((

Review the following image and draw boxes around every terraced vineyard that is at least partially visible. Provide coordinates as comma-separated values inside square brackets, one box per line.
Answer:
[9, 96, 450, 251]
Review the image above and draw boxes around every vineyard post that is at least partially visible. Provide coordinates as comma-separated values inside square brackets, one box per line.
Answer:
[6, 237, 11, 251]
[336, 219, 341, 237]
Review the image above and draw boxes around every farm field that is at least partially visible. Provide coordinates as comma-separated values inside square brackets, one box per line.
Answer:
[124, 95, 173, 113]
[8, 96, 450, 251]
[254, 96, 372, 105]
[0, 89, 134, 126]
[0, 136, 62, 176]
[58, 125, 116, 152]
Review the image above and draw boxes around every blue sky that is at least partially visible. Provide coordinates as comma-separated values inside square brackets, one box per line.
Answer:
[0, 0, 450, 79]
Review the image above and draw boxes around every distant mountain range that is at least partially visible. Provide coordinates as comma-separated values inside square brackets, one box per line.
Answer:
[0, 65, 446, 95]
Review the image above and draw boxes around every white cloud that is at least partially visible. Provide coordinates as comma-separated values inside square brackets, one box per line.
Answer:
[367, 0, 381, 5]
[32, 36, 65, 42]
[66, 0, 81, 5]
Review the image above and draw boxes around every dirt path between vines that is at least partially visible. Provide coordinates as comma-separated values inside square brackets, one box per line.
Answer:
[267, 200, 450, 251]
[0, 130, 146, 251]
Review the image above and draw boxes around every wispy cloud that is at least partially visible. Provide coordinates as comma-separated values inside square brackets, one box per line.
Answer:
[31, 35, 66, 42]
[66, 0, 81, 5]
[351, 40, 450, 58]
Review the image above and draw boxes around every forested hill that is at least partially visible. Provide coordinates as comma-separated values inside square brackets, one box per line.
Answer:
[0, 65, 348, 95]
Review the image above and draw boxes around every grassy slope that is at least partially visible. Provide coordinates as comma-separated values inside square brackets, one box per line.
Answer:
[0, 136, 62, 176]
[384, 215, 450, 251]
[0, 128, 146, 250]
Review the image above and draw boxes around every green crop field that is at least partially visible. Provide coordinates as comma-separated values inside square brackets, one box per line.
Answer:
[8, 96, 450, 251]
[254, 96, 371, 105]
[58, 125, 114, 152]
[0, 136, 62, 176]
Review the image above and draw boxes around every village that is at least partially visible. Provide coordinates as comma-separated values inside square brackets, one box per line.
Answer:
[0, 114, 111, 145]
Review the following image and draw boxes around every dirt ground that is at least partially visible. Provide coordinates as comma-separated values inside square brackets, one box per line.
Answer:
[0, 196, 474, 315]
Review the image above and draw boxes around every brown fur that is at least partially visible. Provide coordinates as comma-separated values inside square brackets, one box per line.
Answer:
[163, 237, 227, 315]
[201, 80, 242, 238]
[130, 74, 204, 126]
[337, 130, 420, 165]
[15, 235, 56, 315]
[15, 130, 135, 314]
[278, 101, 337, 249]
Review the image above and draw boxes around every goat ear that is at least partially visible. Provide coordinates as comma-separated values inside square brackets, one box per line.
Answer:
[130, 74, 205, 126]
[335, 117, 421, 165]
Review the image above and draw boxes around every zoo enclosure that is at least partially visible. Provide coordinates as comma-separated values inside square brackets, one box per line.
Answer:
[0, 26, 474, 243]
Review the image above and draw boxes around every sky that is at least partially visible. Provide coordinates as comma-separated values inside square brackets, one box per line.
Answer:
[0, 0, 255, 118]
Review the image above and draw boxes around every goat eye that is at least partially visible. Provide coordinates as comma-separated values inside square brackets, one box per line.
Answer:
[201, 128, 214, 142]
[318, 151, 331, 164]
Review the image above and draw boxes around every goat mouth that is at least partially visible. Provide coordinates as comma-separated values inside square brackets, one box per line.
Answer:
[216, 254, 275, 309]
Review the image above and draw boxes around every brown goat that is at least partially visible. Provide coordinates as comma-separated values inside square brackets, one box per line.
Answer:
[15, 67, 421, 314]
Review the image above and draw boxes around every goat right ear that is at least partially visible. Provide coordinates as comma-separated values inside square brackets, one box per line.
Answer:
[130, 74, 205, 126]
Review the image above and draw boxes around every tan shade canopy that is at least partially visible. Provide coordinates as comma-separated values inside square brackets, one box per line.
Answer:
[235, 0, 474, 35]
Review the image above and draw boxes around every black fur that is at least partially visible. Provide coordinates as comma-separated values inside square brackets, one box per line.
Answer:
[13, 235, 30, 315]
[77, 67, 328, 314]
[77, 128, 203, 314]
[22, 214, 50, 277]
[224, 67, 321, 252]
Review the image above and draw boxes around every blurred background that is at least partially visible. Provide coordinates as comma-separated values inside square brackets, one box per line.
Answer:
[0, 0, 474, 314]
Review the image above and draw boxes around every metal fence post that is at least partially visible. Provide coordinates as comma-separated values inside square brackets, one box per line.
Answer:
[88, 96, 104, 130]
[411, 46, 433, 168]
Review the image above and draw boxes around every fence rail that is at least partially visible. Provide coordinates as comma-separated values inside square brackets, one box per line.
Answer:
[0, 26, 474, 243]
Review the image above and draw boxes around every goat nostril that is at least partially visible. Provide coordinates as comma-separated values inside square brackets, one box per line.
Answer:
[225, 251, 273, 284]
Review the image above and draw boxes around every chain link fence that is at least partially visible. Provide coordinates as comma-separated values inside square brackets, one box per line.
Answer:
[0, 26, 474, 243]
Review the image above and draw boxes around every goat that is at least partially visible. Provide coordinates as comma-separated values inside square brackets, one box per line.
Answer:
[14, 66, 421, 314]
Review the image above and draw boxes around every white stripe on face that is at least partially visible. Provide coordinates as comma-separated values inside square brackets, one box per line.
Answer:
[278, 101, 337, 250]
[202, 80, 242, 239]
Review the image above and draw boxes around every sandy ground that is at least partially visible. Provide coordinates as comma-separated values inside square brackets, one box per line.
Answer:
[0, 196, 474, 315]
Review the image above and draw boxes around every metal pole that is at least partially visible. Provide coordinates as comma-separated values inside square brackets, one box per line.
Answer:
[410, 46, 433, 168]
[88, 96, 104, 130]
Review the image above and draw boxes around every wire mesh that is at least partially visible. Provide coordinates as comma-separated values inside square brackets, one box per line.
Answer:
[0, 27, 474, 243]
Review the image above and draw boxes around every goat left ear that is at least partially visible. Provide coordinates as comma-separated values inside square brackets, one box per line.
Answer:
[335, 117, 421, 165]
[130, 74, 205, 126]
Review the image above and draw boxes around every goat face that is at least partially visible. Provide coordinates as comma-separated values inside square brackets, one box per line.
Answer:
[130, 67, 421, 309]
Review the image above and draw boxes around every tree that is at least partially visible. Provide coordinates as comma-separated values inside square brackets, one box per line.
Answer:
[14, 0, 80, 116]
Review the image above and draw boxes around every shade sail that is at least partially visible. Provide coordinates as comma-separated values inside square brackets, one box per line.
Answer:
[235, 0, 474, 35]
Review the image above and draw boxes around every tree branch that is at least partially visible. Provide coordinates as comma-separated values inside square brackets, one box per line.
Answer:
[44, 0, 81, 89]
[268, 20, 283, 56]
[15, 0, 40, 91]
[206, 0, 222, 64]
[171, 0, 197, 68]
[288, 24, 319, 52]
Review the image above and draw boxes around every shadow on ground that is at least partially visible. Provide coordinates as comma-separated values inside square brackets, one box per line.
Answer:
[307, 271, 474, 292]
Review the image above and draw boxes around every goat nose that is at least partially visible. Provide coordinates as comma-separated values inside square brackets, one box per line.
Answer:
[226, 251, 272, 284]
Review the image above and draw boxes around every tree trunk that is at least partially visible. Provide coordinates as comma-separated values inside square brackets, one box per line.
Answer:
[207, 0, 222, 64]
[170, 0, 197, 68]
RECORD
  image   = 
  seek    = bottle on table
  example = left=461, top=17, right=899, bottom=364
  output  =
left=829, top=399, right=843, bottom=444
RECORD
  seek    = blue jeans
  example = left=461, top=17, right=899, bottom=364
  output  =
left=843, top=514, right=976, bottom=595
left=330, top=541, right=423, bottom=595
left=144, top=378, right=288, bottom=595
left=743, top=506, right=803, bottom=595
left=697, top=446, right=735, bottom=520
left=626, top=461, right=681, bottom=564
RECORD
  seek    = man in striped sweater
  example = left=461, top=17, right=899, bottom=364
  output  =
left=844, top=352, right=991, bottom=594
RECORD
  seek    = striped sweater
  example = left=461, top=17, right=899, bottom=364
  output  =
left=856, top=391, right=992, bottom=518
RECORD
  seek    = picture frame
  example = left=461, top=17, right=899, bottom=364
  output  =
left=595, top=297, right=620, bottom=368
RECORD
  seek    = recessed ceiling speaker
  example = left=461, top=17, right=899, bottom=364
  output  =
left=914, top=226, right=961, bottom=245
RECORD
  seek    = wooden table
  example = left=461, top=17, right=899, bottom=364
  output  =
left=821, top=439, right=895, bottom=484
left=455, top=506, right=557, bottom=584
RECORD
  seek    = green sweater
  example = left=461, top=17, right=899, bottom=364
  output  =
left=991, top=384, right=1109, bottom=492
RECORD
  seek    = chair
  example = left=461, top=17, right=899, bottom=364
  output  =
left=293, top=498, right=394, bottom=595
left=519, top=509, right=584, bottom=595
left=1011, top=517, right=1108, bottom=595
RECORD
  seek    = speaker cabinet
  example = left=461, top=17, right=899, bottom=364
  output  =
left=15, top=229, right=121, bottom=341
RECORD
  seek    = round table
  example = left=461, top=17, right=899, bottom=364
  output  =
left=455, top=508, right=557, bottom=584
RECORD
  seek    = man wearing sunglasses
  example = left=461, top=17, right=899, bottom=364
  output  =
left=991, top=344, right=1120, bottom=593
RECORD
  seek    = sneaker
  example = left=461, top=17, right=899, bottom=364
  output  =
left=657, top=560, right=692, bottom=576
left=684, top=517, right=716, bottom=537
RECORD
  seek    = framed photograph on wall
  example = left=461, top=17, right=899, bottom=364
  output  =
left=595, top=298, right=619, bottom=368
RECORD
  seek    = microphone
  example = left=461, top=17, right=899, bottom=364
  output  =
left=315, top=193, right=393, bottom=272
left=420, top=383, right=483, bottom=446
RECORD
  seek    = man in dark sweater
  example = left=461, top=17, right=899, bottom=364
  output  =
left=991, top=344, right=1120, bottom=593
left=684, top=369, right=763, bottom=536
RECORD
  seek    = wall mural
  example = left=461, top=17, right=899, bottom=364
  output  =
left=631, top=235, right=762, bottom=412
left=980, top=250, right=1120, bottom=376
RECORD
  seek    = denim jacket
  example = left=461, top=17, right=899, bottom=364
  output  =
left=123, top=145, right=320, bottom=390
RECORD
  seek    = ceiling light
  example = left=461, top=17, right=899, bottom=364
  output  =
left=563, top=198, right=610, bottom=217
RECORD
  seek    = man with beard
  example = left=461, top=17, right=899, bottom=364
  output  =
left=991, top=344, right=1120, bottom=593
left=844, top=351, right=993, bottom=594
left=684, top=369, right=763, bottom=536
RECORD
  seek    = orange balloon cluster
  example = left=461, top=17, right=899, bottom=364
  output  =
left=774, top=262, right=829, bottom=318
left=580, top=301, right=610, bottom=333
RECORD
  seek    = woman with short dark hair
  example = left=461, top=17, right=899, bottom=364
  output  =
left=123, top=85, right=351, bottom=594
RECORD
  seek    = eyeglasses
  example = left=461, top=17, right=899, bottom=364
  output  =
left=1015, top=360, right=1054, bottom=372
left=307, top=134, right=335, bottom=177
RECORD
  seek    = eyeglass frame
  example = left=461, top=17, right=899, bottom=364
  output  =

))

Collect each line of the data above that contains the string "tree", treating uppercase and lowercase as different.

Review the image above and draw boxes around every tree that is at least partially visible. Provide coordinates as comma-separated values inside square brackets, one box per line.
Review the image above and draw boxes around every tree branch that is at least partially visible. Provide coordinates as comma-separated values inside square brackets, one box per line.
Review the image above and draw boxes around every tree trunk that is at least partially visible. Provide coordinates as comma-separated values inside square brackets, one box per line.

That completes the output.